___ Records for this task

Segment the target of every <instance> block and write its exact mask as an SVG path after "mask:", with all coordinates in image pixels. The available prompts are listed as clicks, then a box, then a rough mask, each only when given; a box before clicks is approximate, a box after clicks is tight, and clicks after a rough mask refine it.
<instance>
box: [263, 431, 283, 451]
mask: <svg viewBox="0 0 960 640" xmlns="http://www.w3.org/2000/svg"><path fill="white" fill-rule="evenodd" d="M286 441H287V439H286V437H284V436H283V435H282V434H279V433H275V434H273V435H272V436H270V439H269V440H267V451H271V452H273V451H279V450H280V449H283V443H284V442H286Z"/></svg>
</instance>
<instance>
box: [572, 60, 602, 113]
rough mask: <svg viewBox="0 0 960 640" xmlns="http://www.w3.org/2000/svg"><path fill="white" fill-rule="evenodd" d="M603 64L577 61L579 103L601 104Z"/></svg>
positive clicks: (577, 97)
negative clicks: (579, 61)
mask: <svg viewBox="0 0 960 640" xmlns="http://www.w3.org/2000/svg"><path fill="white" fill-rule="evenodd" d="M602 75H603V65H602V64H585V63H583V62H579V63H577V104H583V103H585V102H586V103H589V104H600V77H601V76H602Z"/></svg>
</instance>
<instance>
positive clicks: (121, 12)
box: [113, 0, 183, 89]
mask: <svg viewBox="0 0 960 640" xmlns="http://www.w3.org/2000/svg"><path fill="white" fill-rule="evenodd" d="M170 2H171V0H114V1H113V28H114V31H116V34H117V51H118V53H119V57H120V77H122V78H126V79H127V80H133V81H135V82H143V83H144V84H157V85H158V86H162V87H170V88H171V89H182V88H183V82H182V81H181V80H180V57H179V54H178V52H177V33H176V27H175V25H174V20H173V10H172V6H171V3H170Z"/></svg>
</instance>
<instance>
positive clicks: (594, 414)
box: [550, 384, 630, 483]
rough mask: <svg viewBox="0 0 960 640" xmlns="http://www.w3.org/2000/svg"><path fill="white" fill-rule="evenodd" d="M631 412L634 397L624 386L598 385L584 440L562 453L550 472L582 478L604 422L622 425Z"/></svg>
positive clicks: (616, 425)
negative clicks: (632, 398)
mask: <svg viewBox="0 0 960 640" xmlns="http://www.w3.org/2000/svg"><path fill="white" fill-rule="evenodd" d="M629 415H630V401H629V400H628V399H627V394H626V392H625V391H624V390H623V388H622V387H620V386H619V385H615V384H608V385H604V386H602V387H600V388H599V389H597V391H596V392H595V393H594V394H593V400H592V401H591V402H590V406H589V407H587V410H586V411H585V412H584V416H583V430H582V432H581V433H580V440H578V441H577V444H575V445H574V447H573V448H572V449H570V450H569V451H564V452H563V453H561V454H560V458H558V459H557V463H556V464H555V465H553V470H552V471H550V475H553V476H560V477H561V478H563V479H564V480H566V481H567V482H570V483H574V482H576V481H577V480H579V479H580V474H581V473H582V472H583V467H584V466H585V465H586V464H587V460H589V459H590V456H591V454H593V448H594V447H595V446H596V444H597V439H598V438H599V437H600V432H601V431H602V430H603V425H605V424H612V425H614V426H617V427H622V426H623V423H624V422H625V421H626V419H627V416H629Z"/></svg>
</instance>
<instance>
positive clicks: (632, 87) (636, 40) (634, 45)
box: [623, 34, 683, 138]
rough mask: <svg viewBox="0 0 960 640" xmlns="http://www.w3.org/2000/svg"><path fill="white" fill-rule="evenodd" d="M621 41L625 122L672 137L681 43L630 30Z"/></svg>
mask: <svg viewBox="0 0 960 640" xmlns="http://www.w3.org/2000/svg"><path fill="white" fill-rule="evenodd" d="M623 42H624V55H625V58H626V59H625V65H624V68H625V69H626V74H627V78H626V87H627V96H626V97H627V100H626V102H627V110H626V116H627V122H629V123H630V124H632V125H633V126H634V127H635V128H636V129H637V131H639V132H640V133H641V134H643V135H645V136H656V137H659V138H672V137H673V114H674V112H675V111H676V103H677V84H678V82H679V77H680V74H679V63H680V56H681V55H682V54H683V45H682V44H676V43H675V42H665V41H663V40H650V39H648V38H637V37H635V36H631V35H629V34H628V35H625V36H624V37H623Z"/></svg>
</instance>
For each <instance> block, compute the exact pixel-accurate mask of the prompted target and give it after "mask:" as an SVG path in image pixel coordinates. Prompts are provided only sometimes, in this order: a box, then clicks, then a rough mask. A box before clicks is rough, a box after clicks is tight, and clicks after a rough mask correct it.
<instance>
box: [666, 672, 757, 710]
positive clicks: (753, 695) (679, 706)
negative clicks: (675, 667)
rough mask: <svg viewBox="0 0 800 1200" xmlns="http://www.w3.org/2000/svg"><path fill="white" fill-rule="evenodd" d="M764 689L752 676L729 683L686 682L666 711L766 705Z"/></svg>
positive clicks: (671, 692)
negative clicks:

______

Your goal. Set down exactly the lines of the listing above, from the line holding "negative clicks: (675, 667)" through its last line, with nothing added.

Written solution.
negative clicks: (675, 667)
rough mask: <svg viewBox="0 0 800 1200" xmlns="http://www.w3.org/2000/svg"><path fill="white" fill-rule="evenodd" d="M764 689L752 676L729 683L686 682L666 711L766 705Z"/></svg>
positive clicks: (671, 692)
negative clicks:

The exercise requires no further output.